PROBLEM STATEMENT: Copy out the rows below word for word, starting at the one containing "left ear in the photo above." and ending at the one containing "(1218, 679)", both included.

AVAILABLE RECORDS:
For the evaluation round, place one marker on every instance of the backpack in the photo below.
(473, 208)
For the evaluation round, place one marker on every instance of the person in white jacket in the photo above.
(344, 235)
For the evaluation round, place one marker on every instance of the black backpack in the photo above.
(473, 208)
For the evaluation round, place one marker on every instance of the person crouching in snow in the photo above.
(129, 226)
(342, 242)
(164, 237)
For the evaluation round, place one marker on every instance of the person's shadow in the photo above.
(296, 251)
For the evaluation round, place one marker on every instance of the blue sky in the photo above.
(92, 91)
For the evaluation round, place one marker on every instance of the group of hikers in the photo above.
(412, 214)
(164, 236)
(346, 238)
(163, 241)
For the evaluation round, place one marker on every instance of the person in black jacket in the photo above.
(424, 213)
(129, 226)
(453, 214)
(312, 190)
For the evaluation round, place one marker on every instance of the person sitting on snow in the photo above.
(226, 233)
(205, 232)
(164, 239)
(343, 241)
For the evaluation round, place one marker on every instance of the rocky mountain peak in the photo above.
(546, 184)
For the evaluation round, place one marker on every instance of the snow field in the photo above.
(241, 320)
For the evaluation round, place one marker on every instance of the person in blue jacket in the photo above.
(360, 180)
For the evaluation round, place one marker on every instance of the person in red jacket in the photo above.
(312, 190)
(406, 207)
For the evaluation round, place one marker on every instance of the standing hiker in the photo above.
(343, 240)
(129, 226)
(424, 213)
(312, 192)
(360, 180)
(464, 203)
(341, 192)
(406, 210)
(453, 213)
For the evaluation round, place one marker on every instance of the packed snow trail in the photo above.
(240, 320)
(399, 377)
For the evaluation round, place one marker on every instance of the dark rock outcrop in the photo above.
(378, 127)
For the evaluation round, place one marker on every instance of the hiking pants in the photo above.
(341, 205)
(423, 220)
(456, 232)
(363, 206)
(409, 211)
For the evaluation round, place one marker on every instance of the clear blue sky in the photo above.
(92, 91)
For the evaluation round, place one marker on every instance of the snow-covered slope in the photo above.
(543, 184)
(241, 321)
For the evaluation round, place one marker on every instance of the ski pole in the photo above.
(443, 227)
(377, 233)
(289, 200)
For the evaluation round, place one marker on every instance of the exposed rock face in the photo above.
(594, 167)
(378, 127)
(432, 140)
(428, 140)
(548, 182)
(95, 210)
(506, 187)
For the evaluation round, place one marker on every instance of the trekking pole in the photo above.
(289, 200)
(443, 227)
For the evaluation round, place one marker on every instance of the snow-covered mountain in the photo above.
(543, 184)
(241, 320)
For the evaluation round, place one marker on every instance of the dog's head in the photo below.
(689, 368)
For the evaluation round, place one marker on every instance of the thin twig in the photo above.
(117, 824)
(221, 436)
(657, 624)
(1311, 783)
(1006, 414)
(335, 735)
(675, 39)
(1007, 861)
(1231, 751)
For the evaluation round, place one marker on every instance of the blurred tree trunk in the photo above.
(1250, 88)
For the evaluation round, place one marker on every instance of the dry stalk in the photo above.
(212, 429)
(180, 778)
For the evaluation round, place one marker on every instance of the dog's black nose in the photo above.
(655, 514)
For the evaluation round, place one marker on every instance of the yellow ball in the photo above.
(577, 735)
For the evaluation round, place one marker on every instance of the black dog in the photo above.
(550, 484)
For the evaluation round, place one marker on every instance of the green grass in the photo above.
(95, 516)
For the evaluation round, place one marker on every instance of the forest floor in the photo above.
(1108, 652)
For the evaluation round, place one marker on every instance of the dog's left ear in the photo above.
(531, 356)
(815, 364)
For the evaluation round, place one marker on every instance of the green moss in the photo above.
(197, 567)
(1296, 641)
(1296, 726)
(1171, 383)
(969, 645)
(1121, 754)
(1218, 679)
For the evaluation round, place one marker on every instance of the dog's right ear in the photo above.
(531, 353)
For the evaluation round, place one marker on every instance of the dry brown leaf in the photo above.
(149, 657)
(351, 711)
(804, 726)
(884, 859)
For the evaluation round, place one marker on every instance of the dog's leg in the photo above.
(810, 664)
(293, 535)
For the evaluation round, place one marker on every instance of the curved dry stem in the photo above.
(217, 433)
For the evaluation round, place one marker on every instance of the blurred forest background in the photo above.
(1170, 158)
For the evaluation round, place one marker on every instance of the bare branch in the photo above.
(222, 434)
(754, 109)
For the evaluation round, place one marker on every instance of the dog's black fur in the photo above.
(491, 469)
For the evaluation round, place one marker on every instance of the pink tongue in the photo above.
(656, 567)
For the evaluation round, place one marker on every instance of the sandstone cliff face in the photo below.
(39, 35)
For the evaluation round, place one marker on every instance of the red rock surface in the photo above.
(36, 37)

PROBLEM SOLUTION:
For the evaluation round, place one marker on every instance of the dog's left ear in the photo above.
(531, 356)
(815, 364)
For the evaluation round, place one marker on every instance of the green moss in the photo above.
(197, 567)
(1296, 641)
(1296, 726)
(1171, 383)
(969, 645)
(1121, 754)
(1218, 679)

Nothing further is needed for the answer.